■ Atividade A
Na notícia sobre a ligação de Bolsonaro a Narendra Modi, em que mês e ano essa ligação foi feita?
■ Atividade B
Escreva a continuação da notícia sobre a ligação de Bolsonaro a Narendra Modi, começando logo após a última frase.

■ Texto de leitura
--------------------------------
Enquanto isso ignorava proposta de compra de vacinas, como a da Pfizer. Ele intercedeu para beneficiar empresários bolsonaristas da EMS e Apsen. Cloroquina é inútil contra a Covid-19, atestam cientistas
Jair Bolsonaro ligou para o primeiro-ministro da Índia, Narendra Modi, para pedir que liberasse a exportação de insumos para a produção de hidroxicloroquina no Brasil, favorecendo duas empresas chefiadas por bolsonaristas, apontam documentos obtidos pela CPI da Pandemia.
Para Randolfe Rodrigues (Rede-AP), Bolsonaro “praticou advocacia administrativa, em outras palavras: lobby”.
A transcrição da ligação, feita em abril de 2020, foi registrada em um telegrama secreto do Ministério de Relações Exteriores que foi obtido pela CPI. O jornal O Globo teve acesso ao documento.
Jair Bolsonaro citou nominalmente as empresas EMS e Apsen, que produzem hidroxicloroquina, para pedir que a Índia liberasse a exportação de insumos, que ficou paralisada nos primeiros meses de pandemia.
--------------------------------
Entradas salvas:

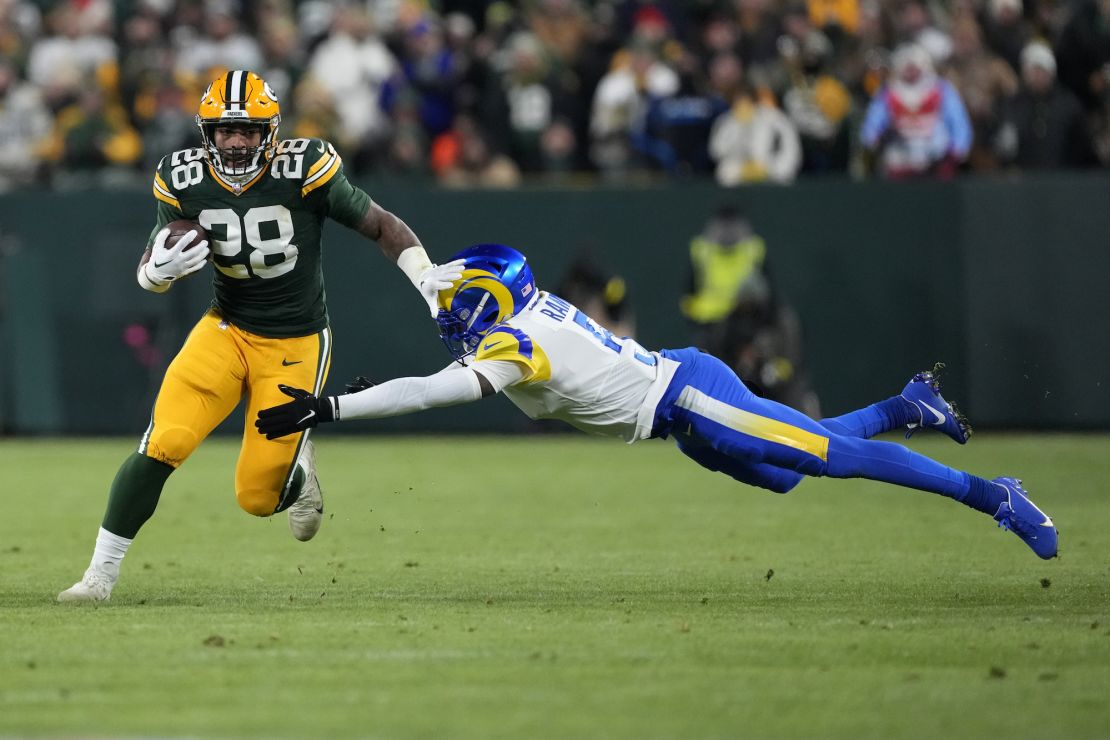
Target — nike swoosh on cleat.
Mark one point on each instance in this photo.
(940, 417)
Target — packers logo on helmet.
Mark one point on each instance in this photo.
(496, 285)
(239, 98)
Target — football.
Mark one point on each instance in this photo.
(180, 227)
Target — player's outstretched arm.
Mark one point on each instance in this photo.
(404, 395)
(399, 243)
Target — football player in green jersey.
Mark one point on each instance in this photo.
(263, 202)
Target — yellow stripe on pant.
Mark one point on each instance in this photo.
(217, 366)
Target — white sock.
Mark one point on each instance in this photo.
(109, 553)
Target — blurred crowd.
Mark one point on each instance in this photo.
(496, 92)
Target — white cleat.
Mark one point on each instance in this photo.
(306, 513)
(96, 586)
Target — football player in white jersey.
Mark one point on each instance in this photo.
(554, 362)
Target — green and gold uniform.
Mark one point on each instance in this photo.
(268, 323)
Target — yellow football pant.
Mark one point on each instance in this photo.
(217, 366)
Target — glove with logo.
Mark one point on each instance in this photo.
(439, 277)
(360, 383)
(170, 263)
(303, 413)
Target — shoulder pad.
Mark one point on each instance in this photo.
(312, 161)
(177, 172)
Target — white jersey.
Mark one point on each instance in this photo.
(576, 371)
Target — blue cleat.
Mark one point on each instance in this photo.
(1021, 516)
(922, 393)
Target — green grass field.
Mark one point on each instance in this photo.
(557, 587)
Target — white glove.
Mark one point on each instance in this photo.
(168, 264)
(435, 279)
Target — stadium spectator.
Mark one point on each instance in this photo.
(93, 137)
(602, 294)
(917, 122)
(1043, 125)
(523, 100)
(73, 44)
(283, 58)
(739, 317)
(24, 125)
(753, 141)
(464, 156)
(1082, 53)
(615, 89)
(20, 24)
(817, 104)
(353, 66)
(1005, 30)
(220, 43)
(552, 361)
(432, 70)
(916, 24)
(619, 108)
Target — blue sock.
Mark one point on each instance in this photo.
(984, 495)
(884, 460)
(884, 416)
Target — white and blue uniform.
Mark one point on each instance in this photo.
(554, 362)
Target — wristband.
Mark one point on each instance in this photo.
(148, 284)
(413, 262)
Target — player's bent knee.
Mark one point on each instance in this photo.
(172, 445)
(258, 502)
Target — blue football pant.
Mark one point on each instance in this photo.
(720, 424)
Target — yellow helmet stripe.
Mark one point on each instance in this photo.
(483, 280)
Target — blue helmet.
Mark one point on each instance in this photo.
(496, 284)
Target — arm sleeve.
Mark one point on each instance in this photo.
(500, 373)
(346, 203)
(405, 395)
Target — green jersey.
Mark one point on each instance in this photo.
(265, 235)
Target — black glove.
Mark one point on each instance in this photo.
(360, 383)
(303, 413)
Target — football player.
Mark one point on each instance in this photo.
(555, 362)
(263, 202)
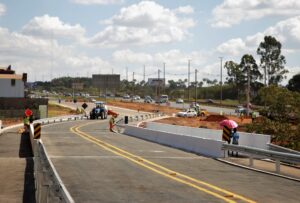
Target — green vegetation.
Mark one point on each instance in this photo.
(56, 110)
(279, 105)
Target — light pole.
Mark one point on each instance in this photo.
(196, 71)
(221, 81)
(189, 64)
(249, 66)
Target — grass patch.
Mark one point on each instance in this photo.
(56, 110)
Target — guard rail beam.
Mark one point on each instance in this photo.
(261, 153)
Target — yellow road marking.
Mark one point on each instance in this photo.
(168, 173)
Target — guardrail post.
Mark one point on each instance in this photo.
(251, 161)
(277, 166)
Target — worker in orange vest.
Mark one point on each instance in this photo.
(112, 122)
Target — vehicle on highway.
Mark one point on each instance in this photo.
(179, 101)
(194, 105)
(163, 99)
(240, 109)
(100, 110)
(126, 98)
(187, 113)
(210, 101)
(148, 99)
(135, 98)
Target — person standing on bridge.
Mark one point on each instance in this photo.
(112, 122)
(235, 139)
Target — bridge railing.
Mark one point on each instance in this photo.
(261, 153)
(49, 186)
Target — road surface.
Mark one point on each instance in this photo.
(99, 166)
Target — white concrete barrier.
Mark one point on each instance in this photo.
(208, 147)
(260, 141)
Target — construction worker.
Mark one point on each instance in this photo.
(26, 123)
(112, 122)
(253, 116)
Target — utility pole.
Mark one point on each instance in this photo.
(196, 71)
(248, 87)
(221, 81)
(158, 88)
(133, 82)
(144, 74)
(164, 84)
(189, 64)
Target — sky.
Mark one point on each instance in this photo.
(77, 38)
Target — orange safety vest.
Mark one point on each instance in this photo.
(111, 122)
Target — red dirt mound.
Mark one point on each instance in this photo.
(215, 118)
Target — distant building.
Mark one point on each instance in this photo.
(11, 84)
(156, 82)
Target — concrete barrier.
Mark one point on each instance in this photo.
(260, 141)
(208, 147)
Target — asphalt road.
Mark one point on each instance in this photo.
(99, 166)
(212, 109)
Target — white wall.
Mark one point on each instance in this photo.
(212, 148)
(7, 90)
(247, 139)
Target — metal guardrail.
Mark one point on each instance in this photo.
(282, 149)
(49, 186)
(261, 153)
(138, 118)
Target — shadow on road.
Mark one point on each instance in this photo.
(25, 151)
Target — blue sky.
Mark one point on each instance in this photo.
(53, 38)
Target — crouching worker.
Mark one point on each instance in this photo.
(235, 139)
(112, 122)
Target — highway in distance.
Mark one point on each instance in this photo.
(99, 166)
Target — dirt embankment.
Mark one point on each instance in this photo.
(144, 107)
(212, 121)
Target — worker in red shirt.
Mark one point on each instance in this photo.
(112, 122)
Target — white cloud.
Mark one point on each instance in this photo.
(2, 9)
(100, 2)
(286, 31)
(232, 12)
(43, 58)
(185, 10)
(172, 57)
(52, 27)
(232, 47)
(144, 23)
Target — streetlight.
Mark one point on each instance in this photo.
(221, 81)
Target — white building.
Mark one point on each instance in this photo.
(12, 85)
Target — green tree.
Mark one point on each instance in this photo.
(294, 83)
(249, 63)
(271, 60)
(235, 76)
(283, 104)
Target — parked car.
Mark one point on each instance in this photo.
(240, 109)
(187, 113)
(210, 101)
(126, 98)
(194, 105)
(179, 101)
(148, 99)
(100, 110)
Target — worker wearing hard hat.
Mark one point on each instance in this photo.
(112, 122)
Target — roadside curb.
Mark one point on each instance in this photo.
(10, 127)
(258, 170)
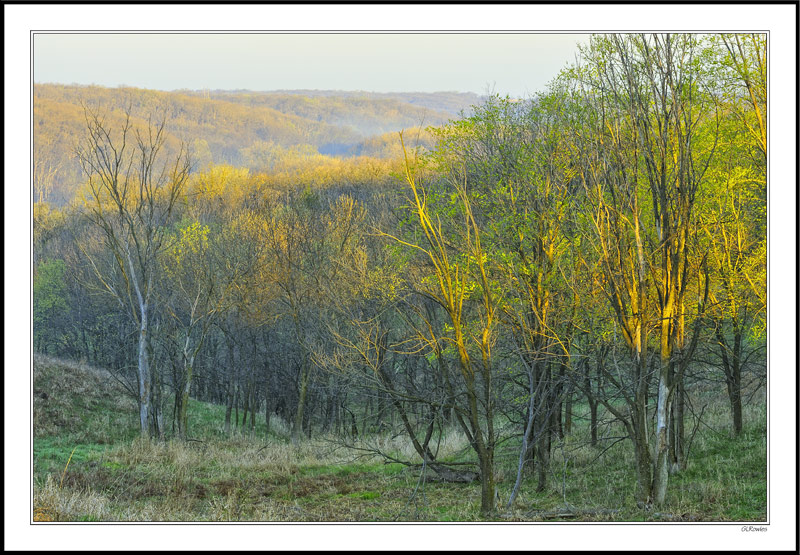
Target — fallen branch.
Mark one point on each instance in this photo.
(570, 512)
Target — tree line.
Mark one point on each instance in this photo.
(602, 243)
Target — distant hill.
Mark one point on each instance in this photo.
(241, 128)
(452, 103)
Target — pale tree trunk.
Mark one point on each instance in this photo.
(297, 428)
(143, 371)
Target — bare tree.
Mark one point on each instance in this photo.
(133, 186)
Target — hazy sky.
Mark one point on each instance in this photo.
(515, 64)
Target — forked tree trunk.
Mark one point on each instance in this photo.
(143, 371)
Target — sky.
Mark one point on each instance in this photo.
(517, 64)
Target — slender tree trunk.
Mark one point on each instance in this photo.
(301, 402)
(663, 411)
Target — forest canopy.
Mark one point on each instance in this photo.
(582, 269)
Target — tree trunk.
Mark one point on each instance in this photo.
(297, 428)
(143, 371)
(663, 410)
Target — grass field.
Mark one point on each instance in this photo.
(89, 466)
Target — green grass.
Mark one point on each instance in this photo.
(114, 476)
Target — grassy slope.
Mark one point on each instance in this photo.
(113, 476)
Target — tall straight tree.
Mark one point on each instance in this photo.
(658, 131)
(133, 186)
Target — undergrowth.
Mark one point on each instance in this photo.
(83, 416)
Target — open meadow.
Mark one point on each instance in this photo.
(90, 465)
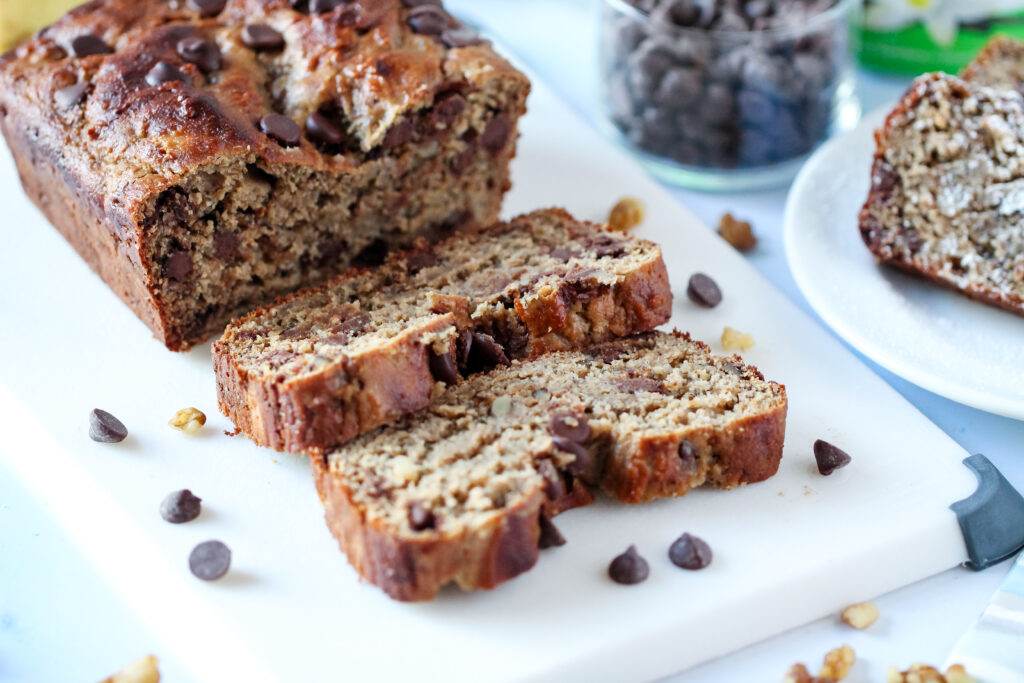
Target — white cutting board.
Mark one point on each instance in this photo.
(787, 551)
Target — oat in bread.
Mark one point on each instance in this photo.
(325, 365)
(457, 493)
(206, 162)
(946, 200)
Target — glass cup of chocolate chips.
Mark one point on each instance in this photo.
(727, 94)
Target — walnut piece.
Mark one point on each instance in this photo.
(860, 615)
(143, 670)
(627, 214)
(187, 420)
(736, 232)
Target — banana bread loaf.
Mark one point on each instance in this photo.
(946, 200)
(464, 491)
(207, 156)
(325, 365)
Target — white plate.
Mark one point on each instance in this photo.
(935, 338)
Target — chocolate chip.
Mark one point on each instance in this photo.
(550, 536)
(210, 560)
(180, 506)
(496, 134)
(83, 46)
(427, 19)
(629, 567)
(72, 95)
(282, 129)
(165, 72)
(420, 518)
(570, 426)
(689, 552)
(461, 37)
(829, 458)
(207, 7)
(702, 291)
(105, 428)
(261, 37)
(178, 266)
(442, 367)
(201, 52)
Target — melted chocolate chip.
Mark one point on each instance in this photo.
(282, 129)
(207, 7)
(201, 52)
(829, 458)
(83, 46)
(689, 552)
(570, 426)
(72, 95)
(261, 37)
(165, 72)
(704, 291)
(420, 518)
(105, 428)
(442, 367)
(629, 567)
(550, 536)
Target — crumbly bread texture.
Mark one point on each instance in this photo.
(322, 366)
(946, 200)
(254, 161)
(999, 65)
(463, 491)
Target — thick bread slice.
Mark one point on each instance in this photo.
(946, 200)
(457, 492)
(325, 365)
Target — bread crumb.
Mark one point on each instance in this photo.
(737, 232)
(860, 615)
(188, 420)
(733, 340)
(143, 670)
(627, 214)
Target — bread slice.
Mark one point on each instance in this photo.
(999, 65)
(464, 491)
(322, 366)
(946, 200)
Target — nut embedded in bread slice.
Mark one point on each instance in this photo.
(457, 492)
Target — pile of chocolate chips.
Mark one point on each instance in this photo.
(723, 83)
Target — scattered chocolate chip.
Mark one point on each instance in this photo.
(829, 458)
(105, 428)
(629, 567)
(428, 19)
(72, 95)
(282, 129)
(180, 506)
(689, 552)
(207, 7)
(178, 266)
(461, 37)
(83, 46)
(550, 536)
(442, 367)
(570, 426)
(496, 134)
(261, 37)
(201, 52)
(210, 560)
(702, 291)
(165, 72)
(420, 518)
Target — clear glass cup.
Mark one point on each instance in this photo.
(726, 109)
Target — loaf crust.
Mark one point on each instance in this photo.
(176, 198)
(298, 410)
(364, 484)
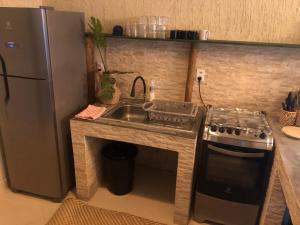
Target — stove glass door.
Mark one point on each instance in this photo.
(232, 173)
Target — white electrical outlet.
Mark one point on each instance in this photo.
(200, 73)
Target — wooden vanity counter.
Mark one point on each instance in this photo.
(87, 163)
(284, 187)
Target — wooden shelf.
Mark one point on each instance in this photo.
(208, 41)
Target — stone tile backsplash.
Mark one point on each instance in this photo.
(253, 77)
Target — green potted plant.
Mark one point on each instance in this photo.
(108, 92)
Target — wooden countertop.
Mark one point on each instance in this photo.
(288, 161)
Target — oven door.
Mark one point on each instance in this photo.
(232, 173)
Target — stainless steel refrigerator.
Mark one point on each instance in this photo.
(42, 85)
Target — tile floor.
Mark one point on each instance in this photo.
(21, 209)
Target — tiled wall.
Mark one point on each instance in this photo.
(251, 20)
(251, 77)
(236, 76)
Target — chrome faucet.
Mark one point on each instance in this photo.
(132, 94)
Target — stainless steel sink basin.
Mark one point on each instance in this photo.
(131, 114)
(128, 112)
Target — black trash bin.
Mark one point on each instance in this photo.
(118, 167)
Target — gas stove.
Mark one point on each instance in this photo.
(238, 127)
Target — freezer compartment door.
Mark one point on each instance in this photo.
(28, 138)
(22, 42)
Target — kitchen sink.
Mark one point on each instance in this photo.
--------------------------------
■ Resposta escrita A
Em abril de 2020.

■ Resposta escrita B
O presidente da Apsen, Renato Spallicci, declarou voto em Bolsonaro em 2018 e já atacou diversas vezes seus opositores pelas redes sociais. Na quarta-feira (9), sua convocação foi aprovada na CPI da Pandemia.
Carlos Sanchez, CEO da EMS, já teve reuniões com Bolsonaro no Palácio do Planalto e participou de um jantar com empresários bolsonaristas em São Paulo.
A transcrição do Ministério de Relações Exteriores registra que Bolsonaro disse: “Entrarei diretamente no assunto. Embora não haja, por ora, divulgação oficial, temos tido resultados animadores no uso de hidroxicloroquina para o tratamento de pacientes com a COVID-19. Gostaria, por isso, em nome do governo brasileiro, de fazer um apelo ao amigo Narendra Modi para que obtenhamos a liberação de importações de sulfato de hidroxicloroquina feitas por empresas brasileiras”.
“O sucesso da hidroxicloroquina para tratar a Covid-19 nos faz ter muito interesse nessa remessa indiana. Estou informado de que um carregamento de 530 quilos de sulfato de hidroxicloroquina está parado na Índia, à espera de liberação por parte do governo indiano. Esse carregamento inicial de 530 quilos é parte de uma encomenda maior, e foi comprado pela EMS”, continua.
“Adianto haver, também, mais carregamentos destinados a uma outra empresa brasileira, a Apsen”.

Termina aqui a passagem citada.